SHORT PROBLEM: Shift the answer coordinates in everything from the start of the material down to the line containing "left=112, top=108, right=140, bottom=118" by adding -50 to each value, and write those lines out again. Keep all other wording unchanged, including the sample coordinates in the format line, and leave the pictures out.

★ ★ ★ ★ ★

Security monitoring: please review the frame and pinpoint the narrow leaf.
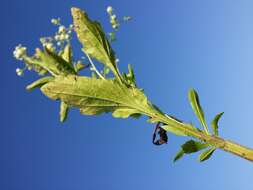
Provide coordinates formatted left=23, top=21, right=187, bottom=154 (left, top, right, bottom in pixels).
left=26, top=77, right=54, bottom=91
left=61, top=44, right=72, bottom=65
left=71, top=7, right=121, bottom=81
left=112, top=108, right=140, bottom=118
left=199, top=148, right=216, bottom=162
left=60, top=101, right=69, bottom=122
left=173, top=148, right=184, bottom=162
left=211, top=112, right=224, bottom=136
left=75, top=62, right=90, bottom=72
left=188, top=89, right=208, bottom=133
left=181, top=140, right=209, bottom=154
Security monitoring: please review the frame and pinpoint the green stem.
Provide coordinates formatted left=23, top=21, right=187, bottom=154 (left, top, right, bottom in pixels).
left=152, top=111, right=253, bottom=161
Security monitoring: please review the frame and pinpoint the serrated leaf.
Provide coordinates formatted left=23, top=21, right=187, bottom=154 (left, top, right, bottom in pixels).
left=199, top=148, right=216, bottom=162
left=188, top=89, right=208, bottom=132
left=24, top=48, right=76, bottom=76
left=71, top=7, right=122, bottom=81
left=61, top=44, right=73, bottom=63
left=181, top=140, right=209, bottom=154
left=41, top=76, right=153, bottom=118
left=211, top=112, right=224, bottom=136
left=173, top=148, right=184, bottom=162
left=60, top=101, right=69, bottom=122
left=161, top=125, right=187, bottom=136
left=26, top=77, right=54, bottom=91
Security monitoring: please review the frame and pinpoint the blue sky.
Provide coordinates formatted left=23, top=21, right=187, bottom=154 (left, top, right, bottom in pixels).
left=0, top=0, right=253, bottom=190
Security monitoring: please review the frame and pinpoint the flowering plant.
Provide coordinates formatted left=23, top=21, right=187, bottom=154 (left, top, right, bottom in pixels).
left=13, top=6, right=253, bottom=161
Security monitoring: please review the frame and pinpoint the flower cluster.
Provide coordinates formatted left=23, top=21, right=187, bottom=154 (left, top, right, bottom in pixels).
left=40, top=18, right=73, bottom=51
left=13, top=44, right=26, bottom=61
left=106, top=6, right=119, bottom=30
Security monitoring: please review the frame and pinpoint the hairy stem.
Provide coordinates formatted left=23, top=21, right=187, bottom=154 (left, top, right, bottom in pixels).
left=152, top=111, right=253, bottom=161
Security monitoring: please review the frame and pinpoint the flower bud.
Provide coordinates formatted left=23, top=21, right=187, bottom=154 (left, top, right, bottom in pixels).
left=106, top=6, right=113, bottom=14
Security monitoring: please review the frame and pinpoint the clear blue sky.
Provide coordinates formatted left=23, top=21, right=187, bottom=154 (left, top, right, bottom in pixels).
left=0, top=0, right=253, bottom=190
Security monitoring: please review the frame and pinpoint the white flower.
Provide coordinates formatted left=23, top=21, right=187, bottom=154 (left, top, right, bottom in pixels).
left=16, top=68, right=24, bottom=76
left=110, top=15, right=117, bottom=20
left=69, top=24, right=74, bottom=30
left=58, top=25, right=66, bottom=33
left=106, top=6, right=113, bottom=14
left=54, top=35, right=60, bottom=41
left=13, top=44, right=26, bottom=60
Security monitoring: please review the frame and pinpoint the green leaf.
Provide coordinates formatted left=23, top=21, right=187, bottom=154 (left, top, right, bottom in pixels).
left=173, top=148, right=184, bottom=162
left=188, top=89, right=209, bottom=133
left=71, top=7, right=122, bottom=81
left=112, top=108, right=139, bottom=118
left=26, top=77, right=54, bottom=91
left=75, top=62, right=90, bottom=72
left=211, top=112, right=224, bottom=136
left=60, top=101, right=69, bottom=122
left=199, top=148, right=216, bottom=162
left=61, top=44, right=73, bottom=63
left=24, top=48, right=76, bottom=76
left=161, top=125, right=187, bottom=136
left=181, top=140, right=209, bottom=154
left=41, top=75, right=153, bottom=118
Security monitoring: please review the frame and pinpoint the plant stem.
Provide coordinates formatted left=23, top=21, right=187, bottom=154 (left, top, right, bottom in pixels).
left=152, top=111, right=253, bottom=161
left=86, top=53, right=105, bottom=80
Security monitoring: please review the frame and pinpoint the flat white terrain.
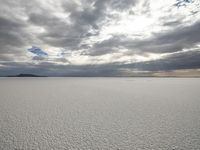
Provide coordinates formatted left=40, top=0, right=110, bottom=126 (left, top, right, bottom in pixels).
left=0, top=78, right=200, bottom=150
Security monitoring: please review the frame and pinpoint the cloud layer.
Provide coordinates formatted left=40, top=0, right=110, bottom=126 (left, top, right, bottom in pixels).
left=0, top=0, right=200, bottom=76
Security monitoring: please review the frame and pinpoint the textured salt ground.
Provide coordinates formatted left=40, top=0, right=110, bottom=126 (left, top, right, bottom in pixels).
left=0, top=78, right=200, bottom=150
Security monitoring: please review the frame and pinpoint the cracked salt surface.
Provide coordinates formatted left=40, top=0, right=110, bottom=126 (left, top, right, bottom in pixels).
left=0, top=78, right=200, bottom=150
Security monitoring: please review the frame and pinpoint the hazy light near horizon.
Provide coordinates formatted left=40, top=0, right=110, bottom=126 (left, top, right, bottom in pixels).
left=0, top=0, right=200, bottom=75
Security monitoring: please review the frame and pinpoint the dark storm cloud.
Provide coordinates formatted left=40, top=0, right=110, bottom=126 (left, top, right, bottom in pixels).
left=0, top=50, right=200, bottom=76
left=0, top=0, right=200, bottom=76
left=0, top=16, right=25, bottom=53
left=37, top=0, right=139, bottom=50
left=91, top=19, right=200, bottom=55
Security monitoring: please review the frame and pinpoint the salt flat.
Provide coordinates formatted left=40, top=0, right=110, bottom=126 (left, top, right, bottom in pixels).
left=0, top=78, right=200, bottom=150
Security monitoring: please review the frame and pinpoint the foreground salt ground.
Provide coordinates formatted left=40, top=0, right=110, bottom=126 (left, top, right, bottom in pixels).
left=0, top=78, right=200, bottom=150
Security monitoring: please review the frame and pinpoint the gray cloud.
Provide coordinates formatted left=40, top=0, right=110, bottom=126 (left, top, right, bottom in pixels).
left=91, top=22, right=200, bottom=55
left=0, top=0, right=200, bottom=76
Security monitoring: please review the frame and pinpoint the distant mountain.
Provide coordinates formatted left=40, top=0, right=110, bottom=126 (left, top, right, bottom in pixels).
left=8, top=74, right=47, bottom=77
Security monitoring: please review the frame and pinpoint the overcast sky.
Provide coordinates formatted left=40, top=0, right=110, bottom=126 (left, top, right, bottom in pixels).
left=0, top=0, right=200, bottom=76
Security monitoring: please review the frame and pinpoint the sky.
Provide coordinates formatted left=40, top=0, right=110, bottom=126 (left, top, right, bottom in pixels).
left=0, top=0, right=200, bottom=76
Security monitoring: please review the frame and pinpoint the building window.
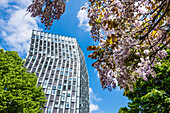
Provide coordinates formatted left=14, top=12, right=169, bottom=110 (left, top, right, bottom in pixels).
left=58, top=84, right=61, bottom=89
left=54, top=102, right=58, bottom=108
left=47, top=108, right=51, bottom=113
left=60, top=102, right=64, bottom=108
left=61, top=96, right=65, bottom=101
left=66, top=102, right=70, bottom=108
left=67, top=97, right=71, bottom=102
left=53, top=89, right=56, bottom=94
left=46, top=89, right=50, bottom=94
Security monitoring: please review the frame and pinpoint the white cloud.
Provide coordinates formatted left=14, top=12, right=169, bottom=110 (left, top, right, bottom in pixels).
left=77, top=3, right=91, bottom=31
left=89, top=88, right=102, bottom=101
left=90, top=103, right=99, bottom=112
left=0, top=0, right=9, bottom=8
left=89, top=88, right=102, bottom=112
left=0, top=0, right=38, bottom=54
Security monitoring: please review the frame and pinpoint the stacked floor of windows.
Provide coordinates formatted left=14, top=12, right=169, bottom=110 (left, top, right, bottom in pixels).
left=24, top=30, right=90, bottom=113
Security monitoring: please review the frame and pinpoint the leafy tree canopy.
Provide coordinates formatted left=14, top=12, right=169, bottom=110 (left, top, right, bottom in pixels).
left=28, top=0, right=170, bottom=91
left=0, top=49, right=46, bottom=113
left=119, top=50, right=170, bottom=113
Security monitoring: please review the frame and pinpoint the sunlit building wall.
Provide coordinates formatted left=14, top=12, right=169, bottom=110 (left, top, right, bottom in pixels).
left=24, top=30, right=90, bottom=113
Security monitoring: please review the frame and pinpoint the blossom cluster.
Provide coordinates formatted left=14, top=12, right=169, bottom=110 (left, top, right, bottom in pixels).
left=88, top=0, right=170, bottom=91
left=27, top=0, right=66, bottom=28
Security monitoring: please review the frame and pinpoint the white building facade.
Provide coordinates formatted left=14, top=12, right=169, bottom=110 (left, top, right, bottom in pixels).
left=24, top=30, right=90, bottom=113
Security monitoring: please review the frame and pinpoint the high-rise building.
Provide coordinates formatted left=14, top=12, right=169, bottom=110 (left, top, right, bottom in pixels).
left=24, top=30, right=90, bottom=113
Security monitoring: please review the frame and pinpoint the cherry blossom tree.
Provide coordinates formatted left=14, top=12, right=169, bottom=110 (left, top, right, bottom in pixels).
left=27, top=0, right=170, bottom=91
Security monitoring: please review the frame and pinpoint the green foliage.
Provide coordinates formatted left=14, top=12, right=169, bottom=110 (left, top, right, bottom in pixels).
left=0, top=49, right=46, bottom=113
left=119, top=50, right=170, bottom=113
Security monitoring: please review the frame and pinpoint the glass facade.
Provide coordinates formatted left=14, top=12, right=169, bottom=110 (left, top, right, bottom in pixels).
left=24, top=30, right=90, bottom=113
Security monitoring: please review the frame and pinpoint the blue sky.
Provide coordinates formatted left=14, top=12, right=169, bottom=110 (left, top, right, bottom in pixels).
left=0, top=0, right=129, bottom=113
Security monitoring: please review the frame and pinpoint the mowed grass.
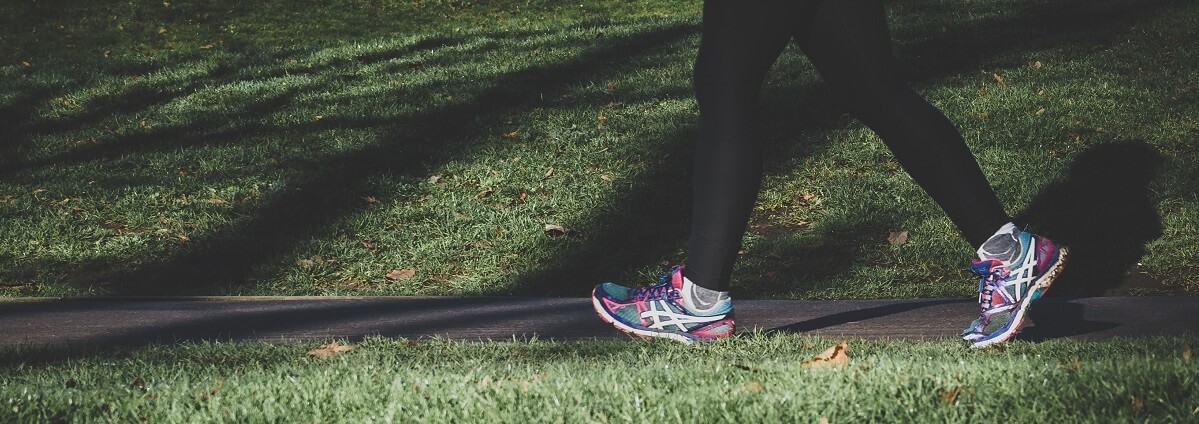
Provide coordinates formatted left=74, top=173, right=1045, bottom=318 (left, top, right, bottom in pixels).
left=0, top=0, right=1199, bottom=298
left=0, top=334, right=1199, bottom=423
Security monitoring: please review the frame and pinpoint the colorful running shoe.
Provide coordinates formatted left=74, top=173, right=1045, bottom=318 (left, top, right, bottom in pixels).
left=962, top=231, right=1068, bottom=347
left=591, top=267, right=733, bottom=344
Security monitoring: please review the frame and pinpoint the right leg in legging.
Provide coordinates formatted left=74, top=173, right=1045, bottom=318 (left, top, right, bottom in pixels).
left=795, top=0, right=1010, bottom=247
left=686, top=0, right=801, bottom=291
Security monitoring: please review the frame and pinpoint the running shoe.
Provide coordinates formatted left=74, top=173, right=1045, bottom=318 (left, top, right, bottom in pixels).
left=591, top=267, right=733, bottom=344
left=962, top=231, right=1068, bottom=347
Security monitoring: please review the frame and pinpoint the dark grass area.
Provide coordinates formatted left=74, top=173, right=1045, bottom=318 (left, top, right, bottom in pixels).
left=0, top=1, right=1199, bottom=298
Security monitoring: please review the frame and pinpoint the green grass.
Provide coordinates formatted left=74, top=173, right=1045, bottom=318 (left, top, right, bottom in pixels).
left=0, top=0, right=1199, bottom=298
left=0, top=334, right=1199, bottom=423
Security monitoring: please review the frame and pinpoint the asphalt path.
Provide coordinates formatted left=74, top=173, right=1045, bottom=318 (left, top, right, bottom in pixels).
left=0, top=296, right=1199, bottom=346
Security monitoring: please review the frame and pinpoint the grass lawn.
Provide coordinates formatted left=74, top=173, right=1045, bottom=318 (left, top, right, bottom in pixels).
left=0, top=334, right=1199, bottom=423
left=0, top=0, right=1199, bottom=298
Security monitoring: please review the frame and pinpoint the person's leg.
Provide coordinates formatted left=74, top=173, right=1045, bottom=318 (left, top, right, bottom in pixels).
left=685, top=0, right=801, bottom=291
left=796, top=0, right=1068, bottom=347
left=796, top=0, right=1011, bottom=247
left=591, top=0, right=799, bottom=343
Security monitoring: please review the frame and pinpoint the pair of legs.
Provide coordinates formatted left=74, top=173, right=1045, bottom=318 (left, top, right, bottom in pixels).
left=592, top=0, right=1067, bottom=347
left=686, top=0, right=1010, bottom=291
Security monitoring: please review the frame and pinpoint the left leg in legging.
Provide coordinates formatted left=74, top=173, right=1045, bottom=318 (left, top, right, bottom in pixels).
left=795, top=0, right=1011, bottom=247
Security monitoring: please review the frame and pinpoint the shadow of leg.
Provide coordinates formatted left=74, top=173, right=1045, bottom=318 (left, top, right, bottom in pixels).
left=1017, top=141, right=1162, bottom=296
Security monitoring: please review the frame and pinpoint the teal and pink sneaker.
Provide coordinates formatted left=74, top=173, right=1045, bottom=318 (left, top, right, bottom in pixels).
left=962, top=231, right=1068, bottom=347
left=591, top=267, right=733, bottom=344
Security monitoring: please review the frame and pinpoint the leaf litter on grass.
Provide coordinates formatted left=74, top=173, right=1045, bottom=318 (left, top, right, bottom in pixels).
left=800, top=340, right=849, bottom=368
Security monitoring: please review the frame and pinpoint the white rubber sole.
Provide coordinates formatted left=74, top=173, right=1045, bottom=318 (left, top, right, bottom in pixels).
left=970, top=247, right=1070, bottom=349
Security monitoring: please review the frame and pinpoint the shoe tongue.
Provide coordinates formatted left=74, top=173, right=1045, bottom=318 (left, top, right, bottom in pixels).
left=670, top=267, right=682, bottom=291
left=970, top=259, right=1004, bottom=275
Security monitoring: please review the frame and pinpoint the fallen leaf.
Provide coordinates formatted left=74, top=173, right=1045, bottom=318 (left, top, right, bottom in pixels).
left=308, top=340, right=357, bottom=358
left=1061, top=356, right=1083, bottom=371
left=800, top=341, right=849, bottom=368
left=990, top=73, right=1007, bottom=87
left=941, top=387, right=962, bottom=405
left=741, top=381, right=766, bottom=393
left=386, top=268, right=416, bottom=280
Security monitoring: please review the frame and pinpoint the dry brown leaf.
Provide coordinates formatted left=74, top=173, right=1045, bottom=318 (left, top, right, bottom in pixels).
left=990, top=73, right=1007, bottom=87
left=741, top=381, right=766, bottom=393
left=386, top=268, right=416, bottom=280
left=308, top=340, right=357, bottom=358
left=941, top=387, right=962, bottom=405
left=800, top=341, right=849, bottom=368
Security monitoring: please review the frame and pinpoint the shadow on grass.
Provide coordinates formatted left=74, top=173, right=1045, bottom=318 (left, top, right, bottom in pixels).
left=0, top=1, right=1176, bottom=301
left=1017, top=141, right=1162, bottom=296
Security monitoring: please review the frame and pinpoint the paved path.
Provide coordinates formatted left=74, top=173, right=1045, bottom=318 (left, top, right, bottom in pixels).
left=0, top=297, right=1199, bottom=345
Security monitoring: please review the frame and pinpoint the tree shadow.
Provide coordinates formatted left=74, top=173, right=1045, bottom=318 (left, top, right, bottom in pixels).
left=1017, top=141, right=1163, bottom=296
left=4, top=1, right=1189, bottom=301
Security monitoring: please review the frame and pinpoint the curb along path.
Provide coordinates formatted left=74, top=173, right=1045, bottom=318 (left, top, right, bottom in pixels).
left=0, top=296, right=1199, bottom=345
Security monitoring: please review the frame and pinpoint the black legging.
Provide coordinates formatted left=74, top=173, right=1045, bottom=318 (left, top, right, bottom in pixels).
left=686, top=0, right=1010, bottom=290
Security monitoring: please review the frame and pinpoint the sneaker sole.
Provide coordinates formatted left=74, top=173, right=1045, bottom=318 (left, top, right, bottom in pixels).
left=970, top=247, right=1070, bottom=349
left=591, top=289, right=700, bottom=345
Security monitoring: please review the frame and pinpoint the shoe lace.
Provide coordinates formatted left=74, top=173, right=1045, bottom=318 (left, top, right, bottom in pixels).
left=632, top=274, right=679, bottom=301
left=974, top=259, right=1010, bottom=315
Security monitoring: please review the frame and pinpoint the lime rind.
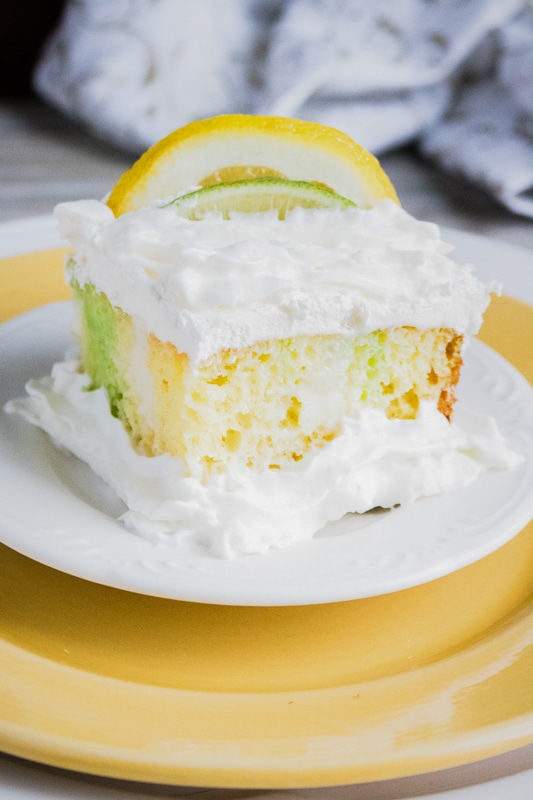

★ ★ ★ ★ ★

ANSWER BELOW:
Security monitoring: please review the frame and pinpoint the narrow leaf.
Provide coordinates formatted left=23, top=21, right=187, bottom=154 (left, top, right, bottom in pixels).
left=-24, top=27, right=4, bottom=41
left=11, top=-6, right=22, bottom=15
left=21, top=-43, right=71, bottom=31
left=62, top=58, right=90, bottom=68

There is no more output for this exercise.